[Point localization data]

++++++++++

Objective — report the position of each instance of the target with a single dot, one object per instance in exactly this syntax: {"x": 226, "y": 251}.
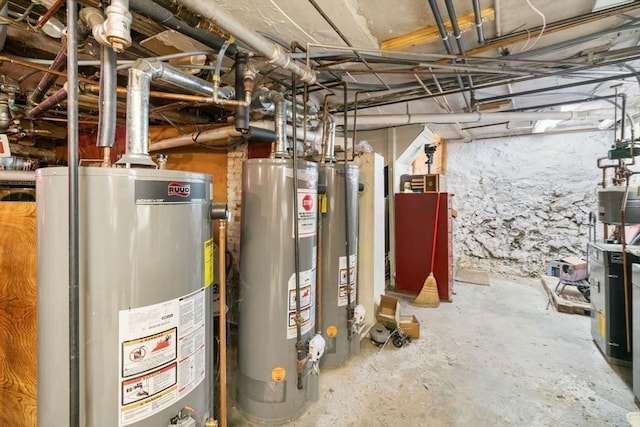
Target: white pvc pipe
{"x": 274, "y": 54}
{"x": 17, "y": 176}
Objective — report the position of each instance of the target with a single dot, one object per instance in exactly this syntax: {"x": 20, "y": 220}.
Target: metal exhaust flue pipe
{"x": 478, "y": 20}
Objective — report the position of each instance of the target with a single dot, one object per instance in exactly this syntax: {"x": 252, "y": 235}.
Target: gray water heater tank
{"x": 267, "y": 359}
{"x": 340, "y": 208}
{"x": 146, "y": 269}
{"x": 610, "y": 202}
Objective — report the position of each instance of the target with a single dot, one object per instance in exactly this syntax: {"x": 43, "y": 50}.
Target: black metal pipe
{"x": 48, "y": 103}
{"x": 447, "y": 45}
{"x": 260, "y": 134}
{"x": 74, "y": 223}
{"x": 347, "y": 229}
{"x": 47, "y": 80}
{"x": 478, "y": 19}
{"x": 458, "y": 36}
{"x": 242, "y": 111}
{"x": 296, "y": 240}
{"x": 623, "y": 113}
{"x": 152, "y": 10}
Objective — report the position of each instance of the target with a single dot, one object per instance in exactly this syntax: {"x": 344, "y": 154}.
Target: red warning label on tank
{"x": 307, "y": 212}
{"x": 179, "y": 189}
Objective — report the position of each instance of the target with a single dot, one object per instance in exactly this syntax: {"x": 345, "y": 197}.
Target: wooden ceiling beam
{"x": 431, "y": 34}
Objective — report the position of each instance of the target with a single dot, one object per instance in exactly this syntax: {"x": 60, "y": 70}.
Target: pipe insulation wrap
{"x": 446, "y": 118}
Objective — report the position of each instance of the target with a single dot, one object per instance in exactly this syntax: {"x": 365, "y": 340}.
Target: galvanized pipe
{"x": 74, "y": 213}
{"x": 445, "y": 118}
{"x": 453, "y": 18}
{"x": 274, "y": 53}
{"x": 108, "y": 97}
{"x": 478, "y": 19}
{"x": 445, "y": 40}
{"x": 154, "y": 11}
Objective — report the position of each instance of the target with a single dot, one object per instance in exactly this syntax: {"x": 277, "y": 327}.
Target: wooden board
{"x": 569, "y": 301}
{"x": 475, "y": 277}
{"x": 18, "y": 314}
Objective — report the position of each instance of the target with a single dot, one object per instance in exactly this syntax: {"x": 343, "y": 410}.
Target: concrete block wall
{"x": 235, "y": 159}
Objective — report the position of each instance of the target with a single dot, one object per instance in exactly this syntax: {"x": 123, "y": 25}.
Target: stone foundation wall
{"x": 523, "y": 201}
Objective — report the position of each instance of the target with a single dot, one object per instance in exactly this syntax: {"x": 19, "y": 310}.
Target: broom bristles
{"x": 428, "y": 296}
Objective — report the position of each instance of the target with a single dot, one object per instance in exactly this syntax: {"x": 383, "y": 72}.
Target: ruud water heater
{"x": 270, "y": 390}
{"x": 339, "y": 318}
{"x": 146, "y": 266}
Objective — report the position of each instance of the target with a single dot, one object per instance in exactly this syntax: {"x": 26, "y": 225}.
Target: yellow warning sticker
{"x": 208, "y": 262}
{"x": 278, "y": 374}
{"x": 601, "y": 323}
{"x": 332, "y": 331}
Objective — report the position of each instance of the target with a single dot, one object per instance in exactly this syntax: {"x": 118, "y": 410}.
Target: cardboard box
{"x": 569, "y": 268}
{"x": 409, "y": 325}
{"x": 389, "y": 312}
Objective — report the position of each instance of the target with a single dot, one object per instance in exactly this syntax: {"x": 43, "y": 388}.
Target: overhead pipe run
{"x": 274, "y": 53}
{"x": 478, "y": 20}
{"x": 154, "y": 11}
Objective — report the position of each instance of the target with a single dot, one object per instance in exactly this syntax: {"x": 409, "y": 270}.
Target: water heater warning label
{"x": 162, "y": 355}
{"x": 307, "y": 212}
{"x": 347, "y": 278}
{"x": 307, "y": 303}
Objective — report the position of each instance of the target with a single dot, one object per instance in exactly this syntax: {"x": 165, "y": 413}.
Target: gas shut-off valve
{"x": 316, "y": 348}
{"x": 359, "y": 313}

++++++++++

**Requirement**
Send back every record exactly as it stands, except the pictures.

**Exercise output**
Objective — report the position of each instance of the target with a single dot, one object per instance in exactly this syntax: {"x": 226, "y": 251}.
Target: white pvc pipe
{"x": 274, "y": 54}
{"x": 17, "y": 176}
Objective — report the position of each instance of the target with a single dot, one object per instance in exactly this syntax: {"x": 20, "y": 220}.
Target: metal exhaust flue pipe
{"x": 478, "y": 20}
Objective — report the position of each instance of the target with a single dot, one object per instance in exactly this syntax: {"x": 252, "y": 235}.
Target: gray water heater tank
{"x": 267, "y": 359}
{"x": 340, "y": 208}
{"x": 146, "y": 269}
{"x": 610, "y": 202}
Objective — report the position of each instance of the target with a single dot, one object per instance in exactly this syntax: {"x": 43, "y": 50}.
Target: black metal pipe
{"x": 48, "y": 103}
{"x": 447, "y": 45}
{"x": 260, "y": 134}
{"x": 74, "y": 223}
{"x": 347, "y": 229}
{"x": 47, "y": 80}
{"x": 478, "y": 19}
{"x": 458, "y": 36}
{"x": 242, "y": 111}
{"x": 296, "y": 240}
{"x": 623, "y": 113}
{"x": 152, "y": 10}
Objective — report the position of each instance of the target with a single dot, one object per instance in exactly this syntax: {"x": 344, "y": 154}.
Target: red warning label on tank
{"x": 307, "y": 212}
{"x": 179, "y": 189}
Objective — report the position of each instance of the target with a single dot, one object per instance in exactly this syntax: {"x": 345, "y": 197}.
Target: wooden ceiling beam
{"x": 431, "y": 34}
Objective — report the position of each instance of the target with a single dot, one object per instance in exactly this syntax: {"x": 60, "y": 70}.
Target: pipe insulation wrap
{"x": 446, "y": 118}
Objective — report the position of each instance of the target with a single dot, one object per instance in exactly this syntax: {"x": 365, "y": 340}.
Target: galvanized pipe
{"x": 74, "y": 213}
{"x": 445, "y": 118}
{"x": 453, "y": 18}
{"x": 274, "y": 53}
{"x": 108, "y": 97}
{"x": 478, "y": 19}
{"x": 445, "y": 40}
{"x": 154, "y": 11}
Objective — report the position of each instance of the target with a single dot, one object per instance in exactly this syntax: {"x": 277, "y": 327}.
Target: wooden board
{"x": 569, "y": 301}
{"x": 475, "y": 277}
{"x": 18, "y": 314}
Objective — report the position of each instance of the target with a single dot, one object per instance in exactly this syntax: {"x": 343, "y": 410}.
Target: concrete block wall
{"x": 235, "y": 159}
Objective — report the position of each instance of the target with a single dot, one object per instance in exactly this syntax: {"x": 123, "y": 25}.
Target: stone foundation wall
{"x": 523, "y": 201}
Objective — report the position of each instance of the target with a single dot, one object per instance in exactly this syntax: {"x": 19, "y": 310}.
Target: broom bristles
{"x": 428, "y": 296}
Objective — report the position of each instance of the target with a single dot, one object per instance in exactly this syntax: {"x": 383, "y": 72}.
Target: ruud water heater
{"x": 270, "y": 390}
{"x": 339, "y": 318}
{"x": 146, "y": 266}
Objective — report the position of each instance of the target with a single dot, one object per instance in exactly this syntax: {"x": 26, "y": 225}.
Target: yellow warning sticker
{"x": 208, "y": 262}
{"x": 278, "y": 374}
{"x": 601, "y": 323}
{"x": 332, "y": 331}
Objective — report the position of each instance of the target with a single dot, one object per instance in exactly this syntax: {"x": 118, "y": 410}.
Target: cardboard box
{"x": 569, "y": 268}
{"x": 409, "y": 325}
{"x": 389, "y": 312}
Objective — report the position of each instance of the target with a single dot, one object per instance in exactly this syntax: {"x": 43, "y": 388}.
Target: overhead pipe run
{"x": 274, "y": 53}
{"x": 478, "y": 20}
{"x": 154, "y": 11}
Objective — report the position of each instance of the target with a single dot, one object per instance in exactly this syntax: {"x": 409, "y": 270}.
Target: water heater warning label
{"x": 162, "y": 355}
{"x": 307, "y": 212}
{"x": 347, "y": 278}
{"x": 307, "y": 303}
Objective — report the position of each instance of the target with a single dot, one object per instance in exactly this syntax: {"x": 165, "y": 413}.
Target: gas shut-off valve
{"x": 316, "y": 348}
{"x": 359, "y": 313}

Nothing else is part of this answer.